== RECORD EXTRACTS ==
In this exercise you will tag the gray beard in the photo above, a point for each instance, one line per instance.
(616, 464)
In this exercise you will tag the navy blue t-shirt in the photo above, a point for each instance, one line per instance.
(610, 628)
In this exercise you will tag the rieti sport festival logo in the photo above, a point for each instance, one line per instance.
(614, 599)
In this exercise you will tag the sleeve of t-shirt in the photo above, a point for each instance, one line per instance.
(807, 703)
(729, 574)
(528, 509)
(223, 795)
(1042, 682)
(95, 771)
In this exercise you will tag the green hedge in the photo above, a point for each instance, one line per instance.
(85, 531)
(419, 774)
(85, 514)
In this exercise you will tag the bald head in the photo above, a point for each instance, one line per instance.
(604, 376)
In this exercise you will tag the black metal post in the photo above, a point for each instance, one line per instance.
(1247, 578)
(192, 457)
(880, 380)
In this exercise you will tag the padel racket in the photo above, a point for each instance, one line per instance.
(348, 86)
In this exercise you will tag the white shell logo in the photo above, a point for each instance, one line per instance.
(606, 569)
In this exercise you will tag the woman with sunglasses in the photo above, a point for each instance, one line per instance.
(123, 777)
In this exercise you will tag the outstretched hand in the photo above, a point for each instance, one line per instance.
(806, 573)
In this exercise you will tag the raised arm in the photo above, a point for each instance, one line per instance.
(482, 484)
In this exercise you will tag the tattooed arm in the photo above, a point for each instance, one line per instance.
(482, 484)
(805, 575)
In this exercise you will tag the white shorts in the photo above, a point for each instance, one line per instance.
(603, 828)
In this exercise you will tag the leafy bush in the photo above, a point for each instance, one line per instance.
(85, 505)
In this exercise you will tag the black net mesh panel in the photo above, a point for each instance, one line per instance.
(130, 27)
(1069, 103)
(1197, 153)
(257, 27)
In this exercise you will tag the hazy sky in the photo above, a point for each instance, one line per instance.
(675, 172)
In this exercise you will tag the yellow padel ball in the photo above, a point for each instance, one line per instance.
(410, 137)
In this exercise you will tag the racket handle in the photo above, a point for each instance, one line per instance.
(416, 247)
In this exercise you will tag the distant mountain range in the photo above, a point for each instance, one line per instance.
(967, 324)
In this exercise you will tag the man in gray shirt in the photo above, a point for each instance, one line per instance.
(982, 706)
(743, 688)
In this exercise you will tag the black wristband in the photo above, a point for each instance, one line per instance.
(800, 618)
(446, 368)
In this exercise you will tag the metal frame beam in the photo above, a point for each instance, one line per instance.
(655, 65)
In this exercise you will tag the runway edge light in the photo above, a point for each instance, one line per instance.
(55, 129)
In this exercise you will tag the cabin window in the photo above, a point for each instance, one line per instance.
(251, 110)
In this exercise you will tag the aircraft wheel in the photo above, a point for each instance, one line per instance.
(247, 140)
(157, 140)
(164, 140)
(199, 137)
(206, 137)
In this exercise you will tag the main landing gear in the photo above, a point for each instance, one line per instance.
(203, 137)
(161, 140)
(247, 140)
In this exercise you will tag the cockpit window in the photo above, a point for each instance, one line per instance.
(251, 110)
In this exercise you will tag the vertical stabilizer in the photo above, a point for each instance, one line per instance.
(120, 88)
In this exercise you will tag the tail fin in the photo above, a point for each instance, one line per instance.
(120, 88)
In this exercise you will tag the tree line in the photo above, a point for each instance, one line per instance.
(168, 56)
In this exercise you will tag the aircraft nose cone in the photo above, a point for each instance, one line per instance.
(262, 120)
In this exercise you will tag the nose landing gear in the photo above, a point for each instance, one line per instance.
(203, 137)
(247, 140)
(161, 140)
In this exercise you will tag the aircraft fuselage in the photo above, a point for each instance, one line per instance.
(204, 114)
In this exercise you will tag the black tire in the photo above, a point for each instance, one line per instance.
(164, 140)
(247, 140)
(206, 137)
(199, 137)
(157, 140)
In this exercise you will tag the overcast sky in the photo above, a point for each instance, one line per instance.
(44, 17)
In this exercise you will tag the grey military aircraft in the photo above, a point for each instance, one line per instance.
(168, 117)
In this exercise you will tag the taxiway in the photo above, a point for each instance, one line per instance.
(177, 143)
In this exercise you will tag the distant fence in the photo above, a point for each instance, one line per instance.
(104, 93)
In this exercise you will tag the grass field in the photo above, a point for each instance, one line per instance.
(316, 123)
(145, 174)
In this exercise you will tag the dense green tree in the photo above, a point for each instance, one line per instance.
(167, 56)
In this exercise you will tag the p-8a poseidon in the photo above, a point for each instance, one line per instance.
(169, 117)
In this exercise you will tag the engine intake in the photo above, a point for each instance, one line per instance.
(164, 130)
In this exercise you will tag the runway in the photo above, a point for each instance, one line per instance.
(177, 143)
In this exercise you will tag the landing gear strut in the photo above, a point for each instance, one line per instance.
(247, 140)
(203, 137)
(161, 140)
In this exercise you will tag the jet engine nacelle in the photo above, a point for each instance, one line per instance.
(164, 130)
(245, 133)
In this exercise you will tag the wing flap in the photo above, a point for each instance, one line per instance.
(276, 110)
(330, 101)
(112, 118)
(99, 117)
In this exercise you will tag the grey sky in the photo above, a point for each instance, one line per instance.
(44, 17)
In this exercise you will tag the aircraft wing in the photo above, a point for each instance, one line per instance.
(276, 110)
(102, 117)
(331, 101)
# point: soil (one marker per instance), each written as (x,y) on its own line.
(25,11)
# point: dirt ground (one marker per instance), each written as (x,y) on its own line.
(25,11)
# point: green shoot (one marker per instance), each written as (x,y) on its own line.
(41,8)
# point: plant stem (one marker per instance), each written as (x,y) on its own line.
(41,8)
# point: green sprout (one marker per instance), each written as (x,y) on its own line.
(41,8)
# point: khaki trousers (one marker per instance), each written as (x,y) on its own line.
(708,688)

--

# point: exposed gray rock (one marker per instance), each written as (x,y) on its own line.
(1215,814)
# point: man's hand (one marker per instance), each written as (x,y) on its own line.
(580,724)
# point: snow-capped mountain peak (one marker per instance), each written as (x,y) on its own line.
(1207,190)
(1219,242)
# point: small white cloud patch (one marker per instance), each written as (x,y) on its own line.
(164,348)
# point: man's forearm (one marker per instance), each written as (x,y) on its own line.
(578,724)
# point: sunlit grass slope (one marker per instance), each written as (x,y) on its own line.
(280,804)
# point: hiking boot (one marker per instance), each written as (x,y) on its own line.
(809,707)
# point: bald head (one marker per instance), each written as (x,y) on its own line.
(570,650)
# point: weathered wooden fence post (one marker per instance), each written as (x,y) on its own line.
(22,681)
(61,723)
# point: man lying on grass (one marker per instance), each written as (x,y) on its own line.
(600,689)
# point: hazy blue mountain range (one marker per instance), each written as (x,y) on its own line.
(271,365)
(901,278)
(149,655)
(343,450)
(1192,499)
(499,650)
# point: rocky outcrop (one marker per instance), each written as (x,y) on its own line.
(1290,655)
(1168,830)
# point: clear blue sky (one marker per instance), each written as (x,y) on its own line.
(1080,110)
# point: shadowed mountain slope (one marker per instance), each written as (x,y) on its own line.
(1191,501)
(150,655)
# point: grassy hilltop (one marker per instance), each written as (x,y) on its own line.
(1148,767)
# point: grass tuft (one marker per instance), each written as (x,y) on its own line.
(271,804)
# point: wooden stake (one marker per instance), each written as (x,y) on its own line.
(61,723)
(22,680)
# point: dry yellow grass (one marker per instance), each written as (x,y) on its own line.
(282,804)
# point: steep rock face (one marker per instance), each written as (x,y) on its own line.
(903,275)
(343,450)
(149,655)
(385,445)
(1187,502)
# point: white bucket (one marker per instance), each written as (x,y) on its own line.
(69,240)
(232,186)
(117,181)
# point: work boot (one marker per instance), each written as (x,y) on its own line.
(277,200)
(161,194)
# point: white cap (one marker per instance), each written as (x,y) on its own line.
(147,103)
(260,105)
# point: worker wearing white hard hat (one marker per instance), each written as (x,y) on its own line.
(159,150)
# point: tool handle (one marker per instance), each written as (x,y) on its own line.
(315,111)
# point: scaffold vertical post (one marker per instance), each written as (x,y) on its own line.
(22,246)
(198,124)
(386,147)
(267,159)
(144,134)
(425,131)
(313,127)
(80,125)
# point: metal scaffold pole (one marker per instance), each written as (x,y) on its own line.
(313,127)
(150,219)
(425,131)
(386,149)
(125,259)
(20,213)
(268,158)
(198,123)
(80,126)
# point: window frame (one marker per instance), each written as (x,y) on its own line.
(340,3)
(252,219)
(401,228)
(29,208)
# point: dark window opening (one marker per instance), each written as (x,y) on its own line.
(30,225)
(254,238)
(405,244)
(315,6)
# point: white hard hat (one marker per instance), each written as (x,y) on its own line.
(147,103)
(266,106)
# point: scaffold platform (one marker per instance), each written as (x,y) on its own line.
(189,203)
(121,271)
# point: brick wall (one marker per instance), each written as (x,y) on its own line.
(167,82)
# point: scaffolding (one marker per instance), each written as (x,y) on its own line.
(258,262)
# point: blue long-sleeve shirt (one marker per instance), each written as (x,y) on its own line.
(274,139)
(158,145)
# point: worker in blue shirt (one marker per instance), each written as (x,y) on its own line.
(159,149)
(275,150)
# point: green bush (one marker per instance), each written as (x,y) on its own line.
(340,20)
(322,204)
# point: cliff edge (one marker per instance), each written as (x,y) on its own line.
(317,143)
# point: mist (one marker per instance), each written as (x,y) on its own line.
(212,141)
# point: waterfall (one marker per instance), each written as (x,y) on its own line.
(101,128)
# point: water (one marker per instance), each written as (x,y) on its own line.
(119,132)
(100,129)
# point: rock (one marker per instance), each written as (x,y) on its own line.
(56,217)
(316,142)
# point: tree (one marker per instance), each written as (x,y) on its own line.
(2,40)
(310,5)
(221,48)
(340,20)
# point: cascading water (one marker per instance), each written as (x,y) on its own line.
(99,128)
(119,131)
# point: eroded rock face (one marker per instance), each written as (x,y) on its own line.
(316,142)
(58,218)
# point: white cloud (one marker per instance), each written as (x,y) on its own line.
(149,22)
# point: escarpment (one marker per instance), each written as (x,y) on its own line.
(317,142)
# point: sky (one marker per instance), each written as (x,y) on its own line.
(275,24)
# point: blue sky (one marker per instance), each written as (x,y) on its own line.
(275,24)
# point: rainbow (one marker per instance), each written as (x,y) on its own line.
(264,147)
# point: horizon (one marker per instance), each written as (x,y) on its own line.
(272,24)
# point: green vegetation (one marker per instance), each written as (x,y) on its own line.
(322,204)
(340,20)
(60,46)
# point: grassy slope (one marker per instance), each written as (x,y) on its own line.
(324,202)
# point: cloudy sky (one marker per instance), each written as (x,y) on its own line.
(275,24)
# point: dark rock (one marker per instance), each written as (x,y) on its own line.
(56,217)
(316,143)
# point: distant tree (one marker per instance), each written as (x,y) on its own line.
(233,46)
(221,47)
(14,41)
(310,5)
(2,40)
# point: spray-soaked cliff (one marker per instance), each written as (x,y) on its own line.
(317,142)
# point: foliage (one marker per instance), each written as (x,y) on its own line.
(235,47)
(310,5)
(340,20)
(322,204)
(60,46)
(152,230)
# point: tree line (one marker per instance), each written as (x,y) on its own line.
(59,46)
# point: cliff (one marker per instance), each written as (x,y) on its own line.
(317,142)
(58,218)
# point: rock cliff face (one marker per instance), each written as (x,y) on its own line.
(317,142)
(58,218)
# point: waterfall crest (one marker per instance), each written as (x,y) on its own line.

== TASK STATEMENT ==
Which lines in the listing above contain the word "distant"? Report each of those lines in full, counting only matches with the same capitalization.

== RESULT FOR THIS EXERCISE ==
In this exercise you will tag the distant mountain range in the photo above, a point for each instance, one line per instance.
In this exercise you will tag the distant fence in the photo above, a point for each instance, one line per instance.
# point: distant tree (one marker per instance), each written as (x,y) on its own line.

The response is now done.